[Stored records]
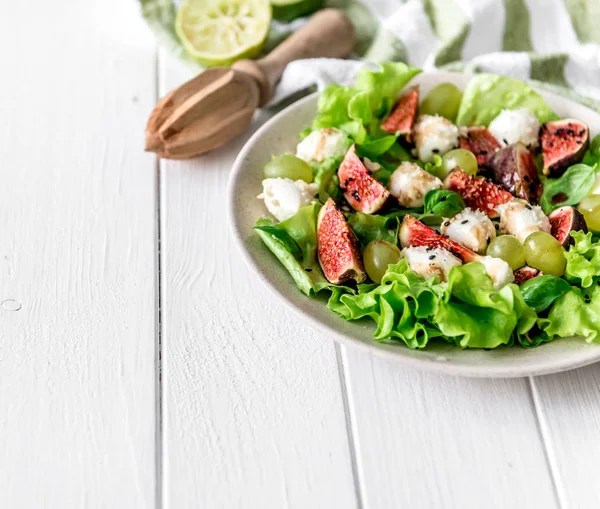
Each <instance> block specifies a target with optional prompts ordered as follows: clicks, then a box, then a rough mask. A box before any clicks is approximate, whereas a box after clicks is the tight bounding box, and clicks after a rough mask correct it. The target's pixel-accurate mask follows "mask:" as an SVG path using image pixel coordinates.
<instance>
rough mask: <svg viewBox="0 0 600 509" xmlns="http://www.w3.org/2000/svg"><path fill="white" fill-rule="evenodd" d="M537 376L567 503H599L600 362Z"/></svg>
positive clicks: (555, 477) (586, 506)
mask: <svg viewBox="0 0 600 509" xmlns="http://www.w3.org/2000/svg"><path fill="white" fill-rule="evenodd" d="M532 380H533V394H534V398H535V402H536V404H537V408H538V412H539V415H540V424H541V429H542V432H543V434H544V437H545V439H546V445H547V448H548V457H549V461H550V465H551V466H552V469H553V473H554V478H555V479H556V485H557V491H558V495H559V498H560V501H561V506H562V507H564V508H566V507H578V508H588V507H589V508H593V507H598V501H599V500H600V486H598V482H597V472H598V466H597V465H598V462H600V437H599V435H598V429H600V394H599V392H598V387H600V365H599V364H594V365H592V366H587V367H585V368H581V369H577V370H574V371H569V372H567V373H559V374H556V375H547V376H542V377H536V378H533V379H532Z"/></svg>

What needs to be done:
Could you write out all the records exactly, without the pictures?

Reply:
Each <instance> block specifies a target with optional prompts ordered as follows: clicks, then a box, then a rough mask. A box before any clicks is approximate, whereas a box after clicks is the tight bounding box, and clicks after a rough mask correct it. The target's pixel-accurate mask follows "mask:" as an SVG path using image pixel coordinates.
<instance>
rough mask: <svg viewBox="0 0 600 509" xmlns="http://www.w3.org/2000/svg"><path fill="white" fill-rule="evenodd" d="M537 376L567 503H599L600 362Z"/></svg>
positive clicks: (555, 477) (586, 506)
mask: <svg viewBox="0 0 600 509" xmlns="http://www.w3.org/2000/svg"><path fill="white" fill-rule="evenodd" d="M532 380H533V394H534V398H535V402H536V404H537V408H538V412H539V415H540V424H541V429H542V432H543V434H544V437H545V439H546V445H547V448H548V457H549V461H550V465H551V466H552V469H553V473H554V478H555V479H556V485H557V491H558V495H559V498H560V501H561V506H562V507H564V508H566V507H578V508H588V507H589V508H593V507H598V501H599V500H600V486H598V482H597V472H598V466H597V465H598V462H600V437H599V435H598V429H600V394H599V392H598V387H600V365H599V364H594V365H592V366H587V367H585V368H581V369H577V370H574V371H569V372H567V373H559V374H556V375H547V376H542V377H536V378H533V379H532Z"/></svg>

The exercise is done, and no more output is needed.